Exercise brief: Tally the lines in the data below that include the string "image". Reply with the number alone.

# # #

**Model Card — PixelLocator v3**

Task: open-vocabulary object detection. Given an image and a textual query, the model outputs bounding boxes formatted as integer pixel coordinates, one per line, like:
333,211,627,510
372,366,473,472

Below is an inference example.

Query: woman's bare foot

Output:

# # #

The solution: 1